### Document text
On the other hand, the General People’s Congress (GPC) – the former ruling party of presidents Saleh and Hadi – despite being an obvious symbol of the old regime, split into patriotic and comprador wings, with the former joining the new government set up by Ansar Allah.
A large grassroots section of the YSP also denounced their leadership’s treachery and pledged loyalty to the revolution under the banner of ‘Socialists Against the Aggression’. And number of small communist parties declared their support for Ansar Allah’s revolution, the most notable of which was the National Democratic Front party, which had previously led a Marxist-Leninist insurgency in the 1970s.
Ansar Allah and associated revolutionary forces continued to advance into southern Yemen at lightning speed, reaching as far as Aden on the south coast. However, the movement had few roots in the southern regions of the country and lacked the mass support it enjoyed in the capital. In these regions, the masses were heavily influenced by the bourgeois-nationalist rhetoric of the so-called ‘Southern Movement’ – a separatist movement that advocated the repartition of Yemen into two separate countries.
Much like their counterparts above a certain age in Germany’s eastern regions, large numbers of people in the south of Yemen remain nostalgic for the old socialist system and the security it provided. The separatists have been exploiting this sentiment to the hilt, despite the fact that their programme and rhetoric makes no mention of socialism or Marxism of any kind; rather, it is built almost entirely on inciting division and tribal prejudice against the ‘northerners’, in whom Ansar Allah are included.
Indeed, one website affiliated with the separatists has openly clamoured for imperialist intervention against Ansar Allah, citing Nato’s “humanitarian bombing” of Yugoslavia in the 1990s as a shining example of what they are seeking for Yemen!
As a result, Ansar Allah faced heavy resistance in Aden and much local hostility. Wisely, they did not persevere in trying to subjugate hostile regions. The national-liberation forces withdrew to roughly where the former north/south Yemen border had been – where they dug in and prepared to face down the inevitable imperialist intervention.
It was around this time that Ansar Allah found support in the most unexpected place imaginable: from former president/tyrant Ali Abdullah Saleh. Despite having murdered the movement’s founder and hundreds of its followers on behalf of US imperialism, Saleh and his significant band of battle-hardened tribal loyalists were apparently hoping to forget the past in their quest for political revenge against those who Saleh saw as having ‘betrayed’ him back in 2011.
This was not an unusual stance in heavily-tribal Yemen. When Saleh had waged war against the southern secession attempt in 1994, some of his main supporters had been former communist leaders whose political grudges eclipsed any concerns about principles or morals.
Given the new government’s total international isolation and the gathering storm clouds of imperialist war, Ansar Allah reluctantly agreed to this alliance. This strengthened the resistance significantly, but at the cost of granting a huge propaganda gift to imperialist-aligned Arab media, which began a massive demonisation campaign to condition their populations in accepting and even supporting a war against Ansar Allah and the national government.
Meanwhile, western media preferred to ignore the situation entirely, focusing instead on promoting Ukraine’s new protofascist regime and its war on the Donbass peoples.
It was also at this time that Isis, until then virtually absent from the country, suddenly decided to announce its presence and declare its ‘jihad’ in typical fashion – not against the US presence of course, but rather against those who dared to resist said presence. A number of devastating terrorist attacks on Ansar Allah supporters followed, killing hundreds of people.

### Tasks and exercises
1. Answer these from the Yemen passage:
(a) Under what banner did a grassroots section of the YSP pledge loyalty to the revolution?
(b) Which city on the south coast did Ansar Allah and associated forces reach?
(c) In what year did Saleh wage war against the southern secession attempt?
2. Return the part of the Yemen passage from "It was also" up to and including "hundreds of people.", copied word for word.
The entries have nothing to do with the Yemen passage.

[Stored entries]
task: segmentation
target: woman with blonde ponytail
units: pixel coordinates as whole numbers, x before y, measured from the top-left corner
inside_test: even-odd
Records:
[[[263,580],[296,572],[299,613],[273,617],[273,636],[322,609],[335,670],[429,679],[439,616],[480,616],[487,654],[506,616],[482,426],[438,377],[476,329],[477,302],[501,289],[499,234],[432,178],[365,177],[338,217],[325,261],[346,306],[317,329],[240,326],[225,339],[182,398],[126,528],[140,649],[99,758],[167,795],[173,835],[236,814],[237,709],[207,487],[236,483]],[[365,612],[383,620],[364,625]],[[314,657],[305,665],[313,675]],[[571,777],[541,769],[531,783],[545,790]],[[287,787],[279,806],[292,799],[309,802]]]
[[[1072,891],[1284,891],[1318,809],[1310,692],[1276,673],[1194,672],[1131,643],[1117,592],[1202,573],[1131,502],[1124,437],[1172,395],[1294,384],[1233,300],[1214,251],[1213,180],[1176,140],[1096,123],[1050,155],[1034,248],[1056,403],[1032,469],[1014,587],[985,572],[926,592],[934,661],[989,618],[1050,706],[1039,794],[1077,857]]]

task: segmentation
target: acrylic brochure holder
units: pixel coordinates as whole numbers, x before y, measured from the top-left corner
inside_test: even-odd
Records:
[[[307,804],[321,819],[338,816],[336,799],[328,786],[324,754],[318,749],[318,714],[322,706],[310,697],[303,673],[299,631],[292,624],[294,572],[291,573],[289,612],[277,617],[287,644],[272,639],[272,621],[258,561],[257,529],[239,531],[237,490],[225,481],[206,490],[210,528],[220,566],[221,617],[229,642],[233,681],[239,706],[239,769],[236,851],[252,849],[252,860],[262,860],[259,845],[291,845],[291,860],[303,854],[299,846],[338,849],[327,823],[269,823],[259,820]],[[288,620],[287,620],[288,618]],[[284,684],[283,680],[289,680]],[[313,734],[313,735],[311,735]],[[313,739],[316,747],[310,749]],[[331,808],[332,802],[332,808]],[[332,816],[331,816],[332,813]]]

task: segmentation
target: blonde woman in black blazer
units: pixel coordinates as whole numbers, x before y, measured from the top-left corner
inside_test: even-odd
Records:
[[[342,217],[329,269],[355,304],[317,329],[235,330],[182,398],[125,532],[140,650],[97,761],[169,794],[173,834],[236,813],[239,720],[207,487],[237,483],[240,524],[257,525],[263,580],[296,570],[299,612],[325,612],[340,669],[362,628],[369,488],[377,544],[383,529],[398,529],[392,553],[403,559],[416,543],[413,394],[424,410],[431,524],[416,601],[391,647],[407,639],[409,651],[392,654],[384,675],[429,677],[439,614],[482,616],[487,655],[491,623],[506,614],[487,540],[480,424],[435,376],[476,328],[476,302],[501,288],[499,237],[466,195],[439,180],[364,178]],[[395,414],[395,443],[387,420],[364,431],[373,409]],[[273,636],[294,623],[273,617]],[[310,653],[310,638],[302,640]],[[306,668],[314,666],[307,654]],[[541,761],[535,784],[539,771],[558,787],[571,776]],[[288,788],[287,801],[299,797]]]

### Task answers
1.
(a) ‘Socialists Against the Aggression’
(b) Aden
(c) 1994

2.
It was also at this time that Isis, until then virtually absent from the country, suddenly decided to announce its presence and declare its ‘jihad’ in typical fashion – not against the US presence of course, but rather against those who dared to resist said presence. A number of devastating terrorist attacks on Ansar Allah supporters followed, killing hundreds of people.